Collected data
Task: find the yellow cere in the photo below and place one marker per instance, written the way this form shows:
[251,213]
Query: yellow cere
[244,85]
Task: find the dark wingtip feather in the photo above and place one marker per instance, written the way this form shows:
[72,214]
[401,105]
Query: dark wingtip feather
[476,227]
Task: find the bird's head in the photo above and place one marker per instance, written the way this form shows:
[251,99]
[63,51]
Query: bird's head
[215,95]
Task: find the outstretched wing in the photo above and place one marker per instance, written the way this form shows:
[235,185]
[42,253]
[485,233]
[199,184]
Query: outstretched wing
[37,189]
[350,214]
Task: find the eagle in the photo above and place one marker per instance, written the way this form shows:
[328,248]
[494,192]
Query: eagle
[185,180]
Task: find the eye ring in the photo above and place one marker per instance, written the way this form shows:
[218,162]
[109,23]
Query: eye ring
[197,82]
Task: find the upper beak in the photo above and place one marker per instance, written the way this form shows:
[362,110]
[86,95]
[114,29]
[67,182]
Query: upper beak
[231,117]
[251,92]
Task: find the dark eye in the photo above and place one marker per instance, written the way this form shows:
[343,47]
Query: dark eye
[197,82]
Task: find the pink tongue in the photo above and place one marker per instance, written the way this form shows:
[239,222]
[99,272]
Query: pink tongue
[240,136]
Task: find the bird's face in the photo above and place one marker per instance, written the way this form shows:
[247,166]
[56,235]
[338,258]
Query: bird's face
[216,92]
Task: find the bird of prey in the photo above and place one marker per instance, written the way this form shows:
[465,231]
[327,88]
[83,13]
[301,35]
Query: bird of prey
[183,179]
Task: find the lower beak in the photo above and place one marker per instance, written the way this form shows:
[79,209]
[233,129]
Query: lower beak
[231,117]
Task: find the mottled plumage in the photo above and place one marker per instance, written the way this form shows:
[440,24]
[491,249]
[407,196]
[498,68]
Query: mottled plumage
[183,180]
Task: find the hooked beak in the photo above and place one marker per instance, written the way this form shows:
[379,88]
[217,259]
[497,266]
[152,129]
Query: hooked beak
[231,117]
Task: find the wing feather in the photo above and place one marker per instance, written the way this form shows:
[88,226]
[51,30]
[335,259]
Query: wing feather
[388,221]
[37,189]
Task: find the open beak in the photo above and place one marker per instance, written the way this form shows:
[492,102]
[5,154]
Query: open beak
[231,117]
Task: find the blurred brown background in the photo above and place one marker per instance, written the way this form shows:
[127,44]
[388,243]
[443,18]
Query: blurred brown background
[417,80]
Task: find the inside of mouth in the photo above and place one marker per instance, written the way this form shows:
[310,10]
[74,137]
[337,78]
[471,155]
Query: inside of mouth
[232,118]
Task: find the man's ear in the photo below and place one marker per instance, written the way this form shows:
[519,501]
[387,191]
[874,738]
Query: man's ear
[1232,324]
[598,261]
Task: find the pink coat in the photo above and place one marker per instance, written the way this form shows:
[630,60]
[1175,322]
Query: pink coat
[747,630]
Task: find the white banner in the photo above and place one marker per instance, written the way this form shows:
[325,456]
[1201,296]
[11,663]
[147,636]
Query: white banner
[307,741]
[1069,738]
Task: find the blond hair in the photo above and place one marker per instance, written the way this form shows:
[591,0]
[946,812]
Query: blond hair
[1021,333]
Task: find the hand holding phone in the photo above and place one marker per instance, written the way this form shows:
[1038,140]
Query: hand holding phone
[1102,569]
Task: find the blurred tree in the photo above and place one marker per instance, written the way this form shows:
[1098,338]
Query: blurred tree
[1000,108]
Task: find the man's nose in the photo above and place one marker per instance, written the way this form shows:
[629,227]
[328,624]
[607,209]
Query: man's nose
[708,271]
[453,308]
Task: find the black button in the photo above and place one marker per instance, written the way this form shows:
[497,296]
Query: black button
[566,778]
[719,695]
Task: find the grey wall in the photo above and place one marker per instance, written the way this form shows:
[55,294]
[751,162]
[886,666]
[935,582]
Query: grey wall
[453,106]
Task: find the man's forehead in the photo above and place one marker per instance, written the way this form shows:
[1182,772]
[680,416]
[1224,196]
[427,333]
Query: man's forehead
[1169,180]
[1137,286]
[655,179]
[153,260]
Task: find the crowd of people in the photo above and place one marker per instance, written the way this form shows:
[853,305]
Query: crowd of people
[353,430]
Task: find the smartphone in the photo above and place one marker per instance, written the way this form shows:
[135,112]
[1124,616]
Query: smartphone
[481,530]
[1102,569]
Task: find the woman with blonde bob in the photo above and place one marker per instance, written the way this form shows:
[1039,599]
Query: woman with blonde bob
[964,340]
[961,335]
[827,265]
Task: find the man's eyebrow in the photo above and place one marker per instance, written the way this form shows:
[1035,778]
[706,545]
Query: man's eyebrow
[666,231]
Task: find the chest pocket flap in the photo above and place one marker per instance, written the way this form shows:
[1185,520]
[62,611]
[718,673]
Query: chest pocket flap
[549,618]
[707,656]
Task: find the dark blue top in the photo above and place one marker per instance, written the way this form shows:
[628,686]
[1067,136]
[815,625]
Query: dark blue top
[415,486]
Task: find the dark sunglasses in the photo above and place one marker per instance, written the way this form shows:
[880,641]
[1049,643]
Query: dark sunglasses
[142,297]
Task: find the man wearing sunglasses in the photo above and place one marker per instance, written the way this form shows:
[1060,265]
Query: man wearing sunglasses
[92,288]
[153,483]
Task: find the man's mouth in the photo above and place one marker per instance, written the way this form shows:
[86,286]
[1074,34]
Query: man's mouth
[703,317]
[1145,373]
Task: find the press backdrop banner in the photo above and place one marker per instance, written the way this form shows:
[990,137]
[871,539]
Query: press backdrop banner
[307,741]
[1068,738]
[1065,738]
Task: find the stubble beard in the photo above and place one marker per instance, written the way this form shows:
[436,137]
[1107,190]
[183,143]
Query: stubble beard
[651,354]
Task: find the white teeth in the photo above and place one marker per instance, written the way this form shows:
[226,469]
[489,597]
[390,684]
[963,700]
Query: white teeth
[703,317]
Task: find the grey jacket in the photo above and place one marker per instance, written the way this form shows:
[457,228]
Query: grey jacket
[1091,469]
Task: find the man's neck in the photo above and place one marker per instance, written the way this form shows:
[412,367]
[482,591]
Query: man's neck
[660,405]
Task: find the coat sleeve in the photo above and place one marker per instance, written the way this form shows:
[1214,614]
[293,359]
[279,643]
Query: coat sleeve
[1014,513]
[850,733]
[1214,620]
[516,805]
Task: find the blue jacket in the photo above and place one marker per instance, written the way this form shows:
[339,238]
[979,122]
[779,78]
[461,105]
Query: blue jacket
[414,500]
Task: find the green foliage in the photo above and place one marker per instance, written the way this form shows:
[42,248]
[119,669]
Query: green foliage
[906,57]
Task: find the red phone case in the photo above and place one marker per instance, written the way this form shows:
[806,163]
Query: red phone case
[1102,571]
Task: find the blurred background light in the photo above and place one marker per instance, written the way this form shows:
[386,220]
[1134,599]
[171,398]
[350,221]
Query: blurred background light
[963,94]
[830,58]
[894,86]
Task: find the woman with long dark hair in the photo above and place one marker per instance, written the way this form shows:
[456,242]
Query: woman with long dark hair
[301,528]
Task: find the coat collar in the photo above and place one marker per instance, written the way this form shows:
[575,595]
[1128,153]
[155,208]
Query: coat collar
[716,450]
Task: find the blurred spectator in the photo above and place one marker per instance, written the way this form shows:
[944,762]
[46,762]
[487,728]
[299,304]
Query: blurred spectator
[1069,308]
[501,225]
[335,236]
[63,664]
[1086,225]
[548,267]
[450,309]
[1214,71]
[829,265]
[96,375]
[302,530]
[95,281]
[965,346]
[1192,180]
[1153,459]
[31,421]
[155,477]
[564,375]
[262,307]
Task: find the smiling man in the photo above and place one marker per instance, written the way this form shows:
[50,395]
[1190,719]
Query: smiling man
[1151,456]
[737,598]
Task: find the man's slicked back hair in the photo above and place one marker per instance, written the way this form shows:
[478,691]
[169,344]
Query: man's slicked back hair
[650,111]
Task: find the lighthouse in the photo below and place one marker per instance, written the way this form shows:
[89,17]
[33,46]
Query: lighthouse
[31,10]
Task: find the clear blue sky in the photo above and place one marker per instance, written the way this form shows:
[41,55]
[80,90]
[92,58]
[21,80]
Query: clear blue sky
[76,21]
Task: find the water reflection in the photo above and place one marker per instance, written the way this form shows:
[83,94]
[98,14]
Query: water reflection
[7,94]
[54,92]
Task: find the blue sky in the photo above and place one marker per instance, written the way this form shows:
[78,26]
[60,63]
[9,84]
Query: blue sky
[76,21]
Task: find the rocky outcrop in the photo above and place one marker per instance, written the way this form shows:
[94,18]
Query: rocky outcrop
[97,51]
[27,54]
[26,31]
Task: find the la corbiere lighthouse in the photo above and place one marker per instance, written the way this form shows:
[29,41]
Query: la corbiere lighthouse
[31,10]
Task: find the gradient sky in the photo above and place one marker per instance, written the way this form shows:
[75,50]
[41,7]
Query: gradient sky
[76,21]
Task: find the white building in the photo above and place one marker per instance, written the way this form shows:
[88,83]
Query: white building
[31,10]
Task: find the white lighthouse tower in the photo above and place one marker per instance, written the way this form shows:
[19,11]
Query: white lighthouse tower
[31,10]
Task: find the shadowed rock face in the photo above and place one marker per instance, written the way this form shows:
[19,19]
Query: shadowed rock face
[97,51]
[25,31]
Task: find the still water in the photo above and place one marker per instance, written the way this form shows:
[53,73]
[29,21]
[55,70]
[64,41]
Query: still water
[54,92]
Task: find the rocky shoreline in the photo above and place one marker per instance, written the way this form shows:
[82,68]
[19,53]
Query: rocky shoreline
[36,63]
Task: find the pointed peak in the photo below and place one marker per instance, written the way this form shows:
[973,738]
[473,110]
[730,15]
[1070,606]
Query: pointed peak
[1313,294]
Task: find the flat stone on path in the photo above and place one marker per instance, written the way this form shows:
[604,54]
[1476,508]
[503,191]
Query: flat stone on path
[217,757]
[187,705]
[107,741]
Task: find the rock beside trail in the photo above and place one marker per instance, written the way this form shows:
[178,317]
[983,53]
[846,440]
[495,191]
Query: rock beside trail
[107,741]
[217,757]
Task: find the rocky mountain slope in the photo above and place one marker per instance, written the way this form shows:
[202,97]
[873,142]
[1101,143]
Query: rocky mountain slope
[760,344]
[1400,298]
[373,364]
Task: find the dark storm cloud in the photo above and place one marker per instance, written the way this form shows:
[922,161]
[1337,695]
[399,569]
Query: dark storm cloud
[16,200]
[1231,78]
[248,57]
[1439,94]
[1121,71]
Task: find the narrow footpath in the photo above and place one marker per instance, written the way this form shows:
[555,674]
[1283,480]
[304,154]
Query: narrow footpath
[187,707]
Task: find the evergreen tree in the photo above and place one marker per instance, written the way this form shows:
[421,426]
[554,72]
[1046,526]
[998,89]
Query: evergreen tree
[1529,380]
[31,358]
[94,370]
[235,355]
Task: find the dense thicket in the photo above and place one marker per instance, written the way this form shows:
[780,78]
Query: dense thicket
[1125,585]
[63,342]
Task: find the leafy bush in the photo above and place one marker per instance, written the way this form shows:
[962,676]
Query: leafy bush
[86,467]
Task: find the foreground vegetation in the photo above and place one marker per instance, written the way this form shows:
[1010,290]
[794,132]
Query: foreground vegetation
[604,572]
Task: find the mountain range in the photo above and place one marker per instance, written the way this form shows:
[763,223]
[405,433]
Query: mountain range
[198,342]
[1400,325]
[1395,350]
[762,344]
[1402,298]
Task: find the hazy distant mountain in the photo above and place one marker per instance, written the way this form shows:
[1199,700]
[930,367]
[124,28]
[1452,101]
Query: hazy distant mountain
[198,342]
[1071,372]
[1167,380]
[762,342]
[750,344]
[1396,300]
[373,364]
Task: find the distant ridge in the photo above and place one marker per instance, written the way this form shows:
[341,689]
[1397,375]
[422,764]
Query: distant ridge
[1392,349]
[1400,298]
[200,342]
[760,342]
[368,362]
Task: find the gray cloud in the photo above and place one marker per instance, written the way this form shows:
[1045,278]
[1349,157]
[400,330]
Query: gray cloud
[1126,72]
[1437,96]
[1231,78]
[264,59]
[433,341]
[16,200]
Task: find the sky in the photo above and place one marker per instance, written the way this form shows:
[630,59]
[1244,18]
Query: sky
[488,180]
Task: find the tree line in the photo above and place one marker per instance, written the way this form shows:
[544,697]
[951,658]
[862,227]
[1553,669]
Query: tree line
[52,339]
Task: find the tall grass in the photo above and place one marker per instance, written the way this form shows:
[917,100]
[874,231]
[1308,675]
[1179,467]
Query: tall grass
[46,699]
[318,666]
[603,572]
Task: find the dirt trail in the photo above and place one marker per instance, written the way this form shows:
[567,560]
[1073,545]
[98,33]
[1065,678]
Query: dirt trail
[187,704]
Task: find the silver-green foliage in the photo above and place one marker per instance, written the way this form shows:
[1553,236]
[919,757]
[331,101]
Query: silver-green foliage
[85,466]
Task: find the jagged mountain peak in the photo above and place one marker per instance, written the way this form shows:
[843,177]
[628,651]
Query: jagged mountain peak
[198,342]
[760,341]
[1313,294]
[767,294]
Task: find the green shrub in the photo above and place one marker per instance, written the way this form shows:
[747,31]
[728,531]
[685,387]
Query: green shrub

#### WHAT TO PRODUCE
Work out how many lines in the entries hold the string "shrub". Your answer should consist solely of that number.

#### RESPONSE TO THE TASK
2